# [SOURCE]
The incredible scent of warm gingerbread is filling my home. One of my favorite things about Christmas is making gingerbread cookies, and in my house, as you can guess, they’re spritz cookies! They are a breeze to make when you use a cookie press. This year I decided to do something different and made them into sandwich cookies. If you’ve followed me for a while you know I adore making spritz cookies into sandwiches with thick decadent fillings. Yum!

I kept the decorating pretty simple for this post. I made my favorite decorating buttercream and tinted it red and green, and had some Christmas sprinkles on hand to jazz things up. All in all this is pretty simple.

To give you an idea of all the different shapes that might work for Christmas gingerbread I pulled disks from quite a few sets. We have many Christmas and winter disk sets so check them all out and pick your favorites!

All of the snowflakes are shown except snowflake one, which I found a bit tricky with this dough, so I recommend skipping it. The snowflake from the set of disks that comes with our press did very well in this dough. It’s the most delicate and looks fabulous! (It’s top, center-left of the main photo, above the Santa face.) Right now we’re selling that set on its own without the cookie press, if you’re interested but already have a press that works with our disks. 😀

Most of the Christmas Set is shown: Santa Face, Angel, Christmas Tree, Candy Cane, Stocking, Gift, and Reindeer. From the Gingerbread Set I show the Gingerbread Boy, Girl, and House, the Reindeer Head, Snowman, and the Skinny Winter Tree. From the Christmas Two Set I used the Sleigh, the Wreath, and the Bow. From the Impress Cookie Press Set I included the Serrated Heart, Snowflake 13, and the Fancy Christmas Tree. From the Woodland Set I used the Fox/Raccoon, Porcupine/Hedgehog, Moose Head, Fawn, Squirrel, and the Rustic Tree. From the Winter Set I included the Mittens. All sets are pictured at the bottom of this post. Use as many or as few as you like!

Our website has all of our 200+ disk shapes, cookie press, embossed rolling pins, baking accessories plus more about our Women/Family Owned company!

All products are on our Etsy shop.

Our cookie press and disks and embossed rolling pins are also available on Amazon .

Let’s bake!

🙏 We have a request: If you are enjoying our recipes (ads free!) please consider supporting our Women/Family-owned USA Small Business! We sell over 300 shapes of cookie press disks, beautiful embossed rolling pins, & more. We make no money from ads on this blog. I create these recipes to give our customers a wide variety of creative ideas. The 2022 holiday season is off to a difficult start for many small businesses. If you like what we do, every disk and pin purchased helps us stay in business and keep bringing you our totally unique recipes, disks, and pins. THANK YOU for helping our families through this tough year! ~Susie & Jill & our Families

Gingerbread Spritz

1 ½ cups (3 sticks) butter, softened (not melted) (I recommend Land O Lakes brand as I know it creams well. I have had trouble with some generic butters not creaming properly and making the dough hard to press)

# [EXERCISE TASK 1]
Could you duplicate the part of the gingerbread spritz post starting with "Most of the" and going on through "on our Etsy shop."?
The gingerbread spritz post and the records are unrelated material.

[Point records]

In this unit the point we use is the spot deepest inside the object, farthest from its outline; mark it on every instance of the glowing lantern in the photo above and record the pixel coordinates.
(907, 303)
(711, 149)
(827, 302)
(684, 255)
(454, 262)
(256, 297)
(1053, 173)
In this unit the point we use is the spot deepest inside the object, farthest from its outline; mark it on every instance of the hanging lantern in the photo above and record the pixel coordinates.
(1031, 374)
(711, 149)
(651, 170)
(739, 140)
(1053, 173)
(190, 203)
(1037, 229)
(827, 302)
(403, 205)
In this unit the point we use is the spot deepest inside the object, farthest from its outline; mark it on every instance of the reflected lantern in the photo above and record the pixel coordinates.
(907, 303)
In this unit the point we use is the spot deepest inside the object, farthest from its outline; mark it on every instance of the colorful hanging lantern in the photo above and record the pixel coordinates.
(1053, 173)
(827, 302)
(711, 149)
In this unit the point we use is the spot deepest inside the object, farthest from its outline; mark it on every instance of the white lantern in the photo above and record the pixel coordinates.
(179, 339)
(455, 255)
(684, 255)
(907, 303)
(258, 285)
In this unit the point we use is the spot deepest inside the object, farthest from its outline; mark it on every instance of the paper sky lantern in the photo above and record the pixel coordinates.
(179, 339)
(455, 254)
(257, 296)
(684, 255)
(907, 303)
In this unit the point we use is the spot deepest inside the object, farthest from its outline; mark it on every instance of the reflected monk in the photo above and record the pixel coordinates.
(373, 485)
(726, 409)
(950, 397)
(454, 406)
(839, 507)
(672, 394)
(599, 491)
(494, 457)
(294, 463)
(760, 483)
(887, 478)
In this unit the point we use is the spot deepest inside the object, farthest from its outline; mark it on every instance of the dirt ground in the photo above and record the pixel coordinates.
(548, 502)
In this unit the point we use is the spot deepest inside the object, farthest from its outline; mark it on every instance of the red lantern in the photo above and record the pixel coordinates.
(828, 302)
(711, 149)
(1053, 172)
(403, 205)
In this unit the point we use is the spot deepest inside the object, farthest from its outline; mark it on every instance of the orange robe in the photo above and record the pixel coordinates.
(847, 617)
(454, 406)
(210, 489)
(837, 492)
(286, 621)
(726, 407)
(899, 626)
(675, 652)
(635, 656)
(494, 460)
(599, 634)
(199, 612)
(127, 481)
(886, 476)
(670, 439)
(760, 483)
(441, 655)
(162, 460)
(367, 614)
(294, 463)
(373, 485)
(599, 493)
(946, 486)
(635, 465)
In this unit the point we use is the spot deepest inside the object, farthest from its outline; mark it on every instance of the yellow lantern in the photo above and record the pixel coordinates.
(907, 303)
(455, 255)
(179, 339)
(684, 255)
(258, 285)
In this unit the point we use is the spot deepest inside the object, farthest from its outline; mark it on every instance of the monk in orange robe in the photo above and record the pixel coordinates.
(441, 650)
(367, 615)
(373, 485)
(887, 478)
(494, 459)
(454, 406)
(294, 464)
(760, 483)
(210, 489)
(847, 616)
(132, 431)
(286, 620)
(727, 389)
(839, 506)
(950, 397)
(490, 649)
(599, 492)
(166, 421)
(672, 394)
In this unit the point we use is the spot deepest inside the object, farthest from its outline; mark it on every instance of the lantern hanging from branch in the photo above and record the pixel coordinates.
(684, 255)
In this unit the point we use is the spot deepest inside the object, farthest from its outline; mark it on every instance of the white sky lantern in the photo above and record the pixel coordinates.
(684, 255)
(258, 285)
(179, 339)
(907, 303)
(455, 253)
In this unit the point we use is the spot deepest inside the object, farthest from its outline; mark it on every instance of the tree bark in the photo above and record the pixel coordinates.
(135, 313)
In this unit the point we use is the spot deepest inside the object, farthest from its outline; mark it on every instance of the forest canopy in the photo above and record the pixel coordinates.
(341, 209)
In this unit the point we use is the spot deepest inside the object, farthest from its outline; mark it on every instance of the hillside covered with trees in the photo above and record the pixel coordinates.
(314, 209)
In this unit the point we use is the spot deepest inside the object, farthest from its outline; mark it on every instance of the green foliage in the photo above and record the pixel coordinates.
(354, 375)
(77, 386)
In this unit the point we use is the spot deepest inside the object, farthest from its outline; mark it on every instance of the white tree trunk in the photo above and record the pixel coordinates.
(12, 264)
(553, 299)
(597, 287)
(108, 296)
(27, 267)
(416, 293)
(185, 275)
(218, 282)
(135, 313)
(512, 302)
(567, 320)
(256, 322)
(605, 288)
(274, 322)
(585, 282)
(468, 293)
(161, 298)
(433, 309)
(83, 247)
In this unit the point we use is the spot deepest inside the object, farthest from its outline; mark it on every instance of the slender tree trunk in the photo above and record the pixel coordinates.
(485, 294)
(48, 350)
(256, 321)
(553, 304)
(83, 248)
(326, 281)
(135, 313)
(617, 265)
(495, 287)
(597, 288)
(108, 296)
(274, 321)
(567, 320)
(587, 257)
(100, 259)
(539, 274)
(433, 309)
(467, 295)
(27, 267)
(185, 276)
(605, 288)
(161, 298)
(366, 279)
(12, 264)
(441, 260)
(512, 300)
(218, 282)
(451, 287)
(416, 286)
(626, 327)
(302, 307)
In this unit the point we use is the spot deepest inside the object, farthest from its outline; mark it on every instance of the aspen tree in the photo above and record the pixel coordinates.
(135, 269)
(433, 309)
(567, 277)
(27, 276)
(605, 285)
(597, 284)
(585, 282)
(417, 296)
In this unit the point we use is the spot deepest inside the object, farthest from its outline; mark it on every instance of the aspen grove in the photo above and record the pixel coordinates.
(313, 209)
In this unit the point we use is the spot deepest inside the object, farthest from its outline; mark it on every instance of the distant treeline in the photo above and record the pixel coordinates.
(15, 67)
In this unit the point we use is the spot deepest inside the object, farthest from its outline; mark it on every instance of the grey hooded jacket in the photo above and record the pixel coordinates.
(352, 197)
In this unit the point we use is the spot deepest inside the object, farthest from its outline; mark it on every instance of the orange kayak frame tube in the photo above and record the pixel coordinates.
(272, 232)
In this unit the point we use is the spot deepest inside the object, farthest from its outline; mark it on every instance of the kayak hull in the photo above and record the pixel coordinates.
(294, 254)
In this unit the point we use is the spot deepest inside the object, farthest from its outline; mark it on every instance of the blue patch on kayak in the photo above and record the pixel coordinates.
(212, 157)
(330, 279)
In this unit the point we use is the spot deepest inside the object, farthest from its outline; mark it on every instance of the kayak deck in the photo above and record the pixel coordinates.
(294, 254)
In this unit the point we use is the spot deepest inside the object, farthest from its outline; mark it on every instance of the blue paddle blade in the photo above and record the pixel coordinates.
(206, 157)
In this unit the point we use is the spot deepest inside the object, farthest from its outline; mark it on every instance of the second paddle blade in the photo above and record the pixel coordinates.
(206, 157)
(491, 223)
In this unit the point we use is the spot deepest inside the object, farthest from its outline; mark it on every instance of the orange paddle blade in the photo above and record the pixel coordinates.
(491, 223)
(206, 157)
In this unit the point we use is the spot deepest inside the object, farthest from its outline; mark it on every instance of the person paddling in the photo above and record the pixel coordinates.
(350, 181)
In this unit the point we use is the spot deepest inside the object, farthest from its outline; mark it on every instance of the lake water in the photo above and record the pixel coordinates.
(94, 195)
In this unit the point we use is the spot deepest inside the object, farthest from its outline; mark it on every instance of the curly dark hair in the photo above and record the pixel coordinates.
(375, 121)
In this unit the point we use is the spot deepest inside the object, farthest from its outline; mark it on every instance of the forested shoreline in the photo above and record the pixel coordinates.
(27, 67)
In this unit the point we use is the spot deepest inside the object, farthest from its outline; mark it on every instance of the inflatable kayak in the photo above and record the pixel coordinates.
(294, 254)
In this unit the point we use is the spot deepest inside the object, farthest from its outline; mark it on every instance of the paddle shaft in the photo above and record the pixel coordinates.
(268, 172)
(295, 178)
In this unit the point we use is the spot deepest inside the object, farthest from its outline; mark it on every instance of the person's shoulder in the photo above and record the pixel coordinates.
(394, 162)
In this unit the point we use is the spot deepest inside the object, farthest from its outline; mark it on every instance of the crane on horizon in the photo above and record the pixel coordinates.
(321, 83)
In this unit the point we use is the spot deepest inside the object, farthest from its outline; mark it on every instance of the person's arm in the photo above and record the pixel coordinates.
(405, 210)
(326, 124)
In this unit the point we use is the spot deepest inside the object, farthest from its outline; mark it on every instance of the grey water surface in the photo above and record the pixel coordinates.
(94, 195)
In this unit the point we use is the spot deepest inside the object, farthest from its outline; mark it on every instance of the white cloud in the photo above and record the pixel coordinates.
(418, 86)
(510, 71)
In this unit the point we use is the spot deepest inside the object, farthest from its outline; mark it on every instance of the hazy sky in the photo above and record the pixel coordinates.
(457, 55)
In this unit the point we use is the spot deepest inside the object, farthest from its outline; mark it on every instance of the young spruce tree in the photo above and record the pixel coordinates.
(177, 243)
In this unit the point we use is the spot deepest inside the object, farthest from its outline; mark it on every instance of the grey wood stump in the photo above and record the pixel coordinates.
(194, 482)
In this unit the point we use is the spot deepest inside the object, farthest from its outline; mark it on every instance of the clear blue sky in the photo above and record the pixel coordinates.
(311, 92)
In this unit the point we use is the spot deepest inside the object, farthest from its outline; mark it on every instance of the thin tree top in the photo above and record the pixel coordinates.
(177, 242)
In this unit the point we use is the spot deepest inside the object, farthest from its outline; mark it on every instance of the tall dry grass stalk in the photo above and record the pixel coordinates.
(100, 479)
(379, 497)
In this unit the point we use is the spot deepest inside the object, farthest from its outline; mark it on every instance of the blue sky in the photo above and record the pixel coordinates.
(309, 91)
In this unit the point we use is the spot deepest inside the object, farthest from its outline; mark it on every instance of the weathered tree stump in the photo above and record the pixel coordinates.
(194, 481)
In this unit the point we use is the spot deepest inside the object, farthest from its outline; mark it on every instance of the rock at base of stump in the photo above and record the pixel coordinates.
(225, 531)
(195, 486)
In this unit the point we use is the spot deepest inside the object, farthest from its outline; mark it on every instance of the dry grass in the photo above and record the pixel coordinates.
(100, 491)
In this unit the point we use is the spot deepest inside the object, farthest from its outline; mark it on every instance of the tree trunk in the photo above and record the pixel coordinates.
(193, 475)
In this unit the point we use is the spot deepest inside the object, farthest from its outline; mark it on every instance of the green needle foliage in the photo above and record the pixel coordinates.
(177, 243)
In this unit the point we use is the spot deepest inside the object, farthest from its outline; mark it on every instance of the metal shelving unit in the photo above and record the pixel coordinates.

# [EXERCISE TASK 2]
Can you pull out every line of the records that contains the word "orange"? Case counts.

# [WRITTEN SOLUTION 1]
Most of the Christmas Set is shown: Santa Face, Angel, Christmas Tree, Candy Cane, Stocking, Gift, and Reindeer. From the Gingerbread Set I show the Gingerbread Boy, Girl, and House, the Reindeer Head, Snowman, and the Skinny Winter Tree. From the Christmas Two Set I used the Sleigh, the Wreath, and the Bow. From the Impress Cookie Press Set I included the Serrated Heart, Snowflake 13, and the Fancy Christmas Tree. From the Woodland Set I used the Fox/Raccoon, Porcupine/Hedgehog, Moose Head, Fawn, Squirrel, and the Rustic Tree. From the Winter Set I included the Mittens. All sets are pictured at the bottom of this post. Use as many or as few as you like!

Our website has all of our 200+ disk shapes, cookie press, embossed rolling pins, baking accessories plus more about our Women/Family Owned company!

All products are on our Etsy shop.

# [WRITTEN SOLUTION 2]
In this unit the point we use is the spot deepest inside the object, farthest from its outline; mark it on every instance of the orange robe in the photo above and record the pixel coordinates.
In this unit the point we use is the spot deepest inside the object, farthest from its outline; mark it on every instance of the monk in orange robe in the photo above and record the pixel coordinates.
In this unit the point we use is the spot deepest inside the object, farthest from its outline; mark it on every instance of the orange kayak frame tube in the photo above and record the pixel coordinates.
In this unit the point we use is the spot deepest inside the object, farthest from its outline; mark it on every instance of the orange paddle blade in the photo above and record the pixel coordinates.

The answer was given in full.